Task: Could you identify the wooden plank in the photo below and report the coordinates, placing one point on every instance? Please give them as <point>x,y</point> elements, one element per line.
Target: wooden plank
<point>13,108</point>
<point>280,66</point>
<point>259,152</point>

○ ○ ○ ○

Please copy all of the data above exactly.

— SOLUTION BELOW —
Task: Could you identify the wooden plank in the photo below and report the coordinates, placing one point on every instance? Please give them as <point>x,y</point> elements, one element per line.
Target: wooden plank
<point>13,108</point>
<point>280,66</point>
<point>259,152</point>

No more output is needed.